Pull out each line below that contains the word "green". Case counts.

****************************************

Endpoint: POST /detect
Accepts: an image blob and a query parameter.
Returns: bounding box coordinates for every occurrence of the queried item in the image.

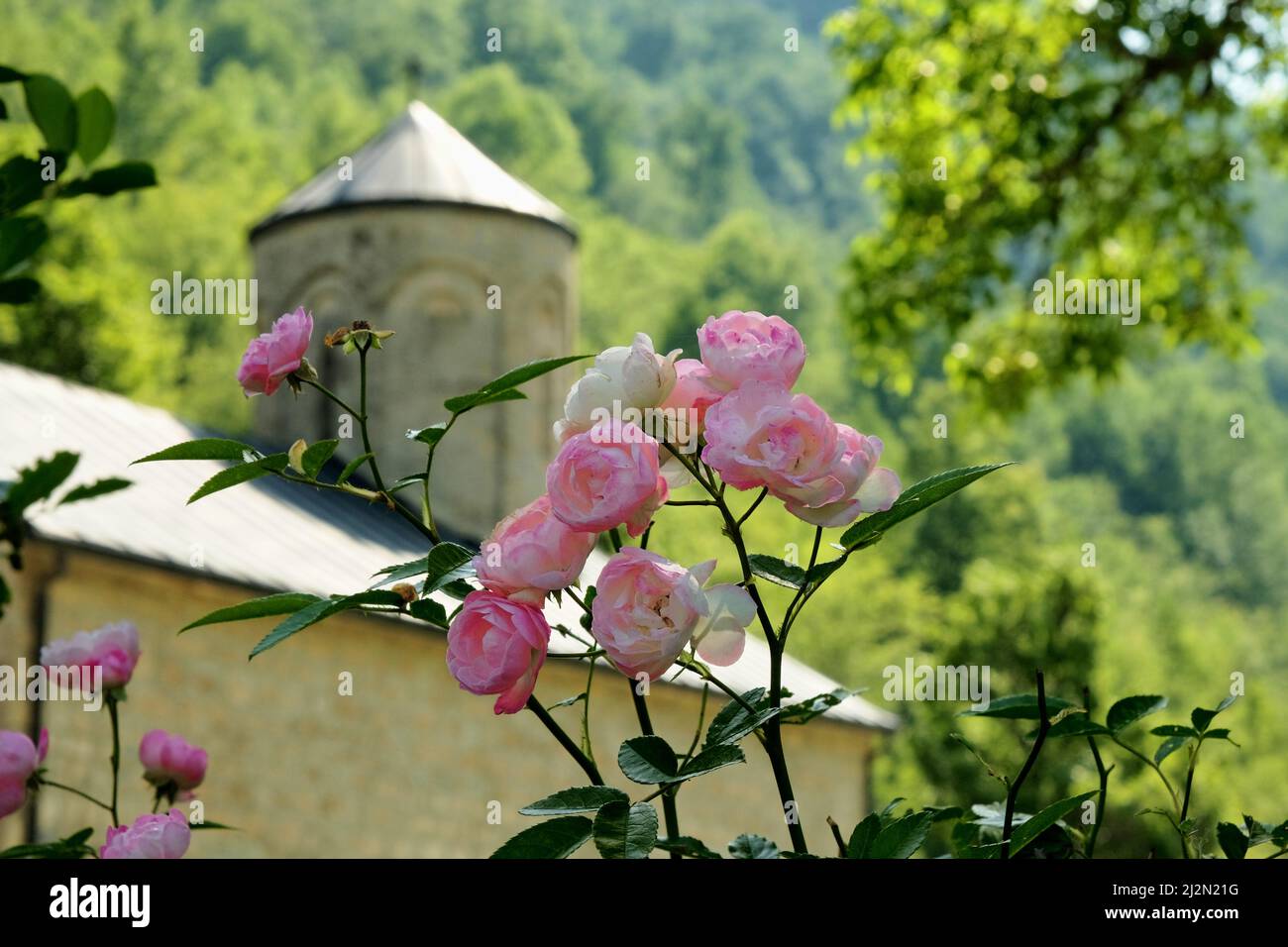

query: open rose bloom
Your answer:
[40,621,141,690]
[237,307,313,395]
[98,809,192,858]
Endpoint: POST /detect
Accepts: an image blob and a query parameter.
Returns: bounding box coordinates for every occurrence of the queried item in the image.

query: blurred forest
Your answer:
[0,0,1288,856]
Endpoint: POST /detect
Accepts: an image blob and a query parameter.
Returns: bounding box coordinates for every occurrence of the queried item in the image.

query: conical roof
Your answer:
[252,102,576,239]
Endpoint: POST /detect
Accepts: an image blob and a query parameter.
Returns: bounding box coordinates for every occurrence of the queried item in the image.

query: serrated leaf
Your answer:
[490,815,595,858]
[617,736,678,786]
[519,786,630,815]
[593,800,657,858]
[58,476,134,506]
[130,437,258,467]
[957,693,1076,720]
[188,454,288,504]
[729,835,778,858]
[1105,694,1167,733]
[300,438,340,479]
[747,553,805,588]
[841,462,1014,550]
[250,591,403,657]
[76,86,116,164]
[179,591,323,634]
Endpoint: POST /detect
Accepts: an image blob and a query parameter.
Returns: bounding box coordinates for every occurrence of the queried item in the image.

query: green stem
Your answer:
[40,777,116,822]
[626,678,682,858]
[107,690,121,826]
[527,694,604,786]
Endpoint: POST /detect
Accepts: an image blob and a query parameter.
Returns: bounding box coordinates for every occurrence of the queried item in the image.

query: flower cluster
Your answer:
[0,621,209,858]
[447,310,899,714]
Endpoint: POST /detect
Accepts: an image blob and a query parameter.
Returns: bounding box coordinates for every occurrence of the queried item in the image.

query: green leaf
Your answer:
[243,591,403,657]
[76,86,116,164]
[845,811,881,858]
[179,591,325,634]
[407,598,447,627]
[300,438,340,480]
[657,835,720,858]
[702,686,780,749]
[617,737,692,785]
[1216,822,1248,860]
[747,553,805,588]
[58,476,133,506]
[22,74,76,152]
[4,451,80,515]
[1105,694,1167,733]
[1150,724,1199,737]
[729,835,778,858]
[58,161,158,197]
[188,454,288,504]
[335,454,373,485]
[957,693,1074,720]
[841,462,1014,550]
[865,811,935,858]
[778,686,859,724]
[593,798,657,858]
[492,815,595,858]
[664,746,747,783]
[407,421,447,447]
[0,217,49,274]
[425,543,474,595]
[443,356,590,415]
[1154,737,1192,763]
[992,789,1100,858]
[0,275,40,305]
[519,786,630,815]
[132,437,259,467]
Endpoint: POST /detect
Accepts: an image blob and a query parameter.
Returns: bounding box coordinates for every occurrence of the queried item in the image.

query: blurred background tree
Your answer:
[0,0,1288,856]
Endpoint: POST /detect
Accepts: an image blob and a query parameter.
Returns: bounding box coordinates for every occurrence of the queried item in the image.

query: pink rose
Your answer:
[237,305,313,395]
[698,309,805,388]
[590,546,755,681]
[474,496,595,605]
[546,419,669,536]
[98,809,192,858]
[139,730,209,789]
[702,381,899,526]
[447,591,550,714]
[785,424,903,526]
[40,621,139,690]
[0,729,49,818]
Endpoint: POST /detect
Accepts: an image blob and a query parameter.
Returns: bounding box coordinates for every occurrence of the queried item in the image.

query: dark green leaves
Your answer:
[841,462,1014,550]
[492,815,593,858]
[22,74,76,155]
[76,86,116,164]
[443,356,590,415]
[958,693,1074,720]
[592,798,657,858]
[519,786,630,815]
[250,591,403,657]
[179,591,322,634]
[1105,694,1167,733]
[134,437,258,464]
[747,553,805,588]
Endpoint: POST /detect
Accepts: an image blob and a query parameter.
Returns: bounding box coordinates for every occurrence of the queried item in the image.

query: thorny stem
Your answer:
[527,694,604,786]
[999,672,1051,862]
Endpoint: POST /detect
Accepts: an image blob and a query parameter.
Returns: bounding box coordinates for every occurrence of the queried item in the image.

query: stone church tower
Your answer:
[252,102,577,540]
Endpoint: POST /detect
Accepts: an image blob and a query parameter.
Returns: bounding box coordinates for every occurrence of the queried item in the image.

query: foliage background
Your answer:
[0,0,1288,856]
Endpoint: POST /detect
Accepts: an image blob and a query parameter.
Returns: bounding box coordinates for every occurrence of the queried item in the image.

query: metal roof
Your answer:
[252,102,577,239]
[0,362,898,729]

****************************************

## [Answer to the problem]
query: green stem
query: green leaf
query: dark green leaves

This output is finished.